Rewrite the lines from the start down to the line holding "top-left (267, 281), bottom-right (287, 294)", both ends included, as a numbered list without the blank lines.

**** Extracted entries ****

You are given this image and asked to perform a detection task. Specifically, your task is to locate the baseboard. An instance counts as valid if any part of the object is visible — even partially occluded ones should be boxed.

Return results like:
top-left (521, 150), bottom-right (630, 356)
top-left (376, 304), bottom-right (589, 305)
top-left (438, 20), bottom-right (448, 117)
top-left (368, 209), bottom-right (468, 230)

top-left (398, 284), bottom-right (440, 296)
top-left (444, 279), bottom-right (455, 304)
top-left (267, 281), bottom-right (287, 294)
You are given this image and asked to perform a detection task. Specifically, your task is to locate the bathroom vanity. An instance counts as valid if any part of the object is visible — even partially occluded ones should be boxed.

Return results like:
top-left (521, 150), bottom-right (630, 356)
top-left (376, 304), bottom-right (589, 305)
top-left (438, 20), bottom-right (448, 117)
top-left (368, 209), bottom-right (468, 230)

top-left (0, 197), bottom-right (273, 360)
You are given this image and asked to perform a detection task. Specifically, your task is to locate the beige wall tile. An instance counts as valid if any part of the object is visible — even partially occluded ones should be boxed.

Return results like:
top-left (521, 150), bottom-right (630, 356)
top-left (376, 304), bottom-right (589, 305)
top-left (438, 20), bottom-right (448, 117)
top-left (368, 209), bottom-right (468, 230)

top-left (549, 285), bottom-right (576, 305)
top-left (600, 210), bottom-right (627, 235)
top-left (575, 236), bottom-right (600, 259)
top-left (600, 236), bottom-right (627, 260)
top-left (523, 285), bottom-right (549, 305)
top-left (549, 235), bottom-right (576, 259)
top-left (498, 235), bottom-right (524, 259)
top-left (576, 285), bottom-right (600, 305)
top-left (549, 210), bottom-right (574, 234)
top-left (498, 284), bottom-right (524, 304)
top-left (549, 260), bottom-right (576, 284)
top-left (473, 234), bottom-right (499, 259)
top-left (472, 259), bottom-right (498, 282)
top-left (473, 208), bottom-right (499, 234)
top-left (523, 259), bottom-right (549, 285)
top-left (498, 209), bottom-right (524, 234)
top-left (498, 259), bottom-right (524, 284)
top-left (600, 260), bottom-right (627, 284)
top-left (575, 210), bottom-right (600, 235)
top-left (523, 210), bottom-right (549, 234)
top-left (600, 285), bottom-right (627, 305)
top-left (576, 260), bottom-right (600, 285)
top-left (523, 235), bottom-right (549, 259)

****

* _Full output_
1. You are given this image and asked to perform a detection task. Specifically, your task is to locate the baseboard. An instance counts as valid if any part of the object is visible — even partially occluded ones should be boxed.
2. Return results like:
3. top-left (521, 150), bottom-right (630, 356)
4. top-left (376, 304), bottom-right (589, 305)
5. top-left (438, 20), bottom-right (448, 117)
6. top-left (368, 209), bottom-right (468, 230)
7. top-left (398, 284), bottom-right (440, 296)
8. top-left (444, 279), bottom-right (455, 304)
9. top-left (267, 281), bottom-right (287, 294)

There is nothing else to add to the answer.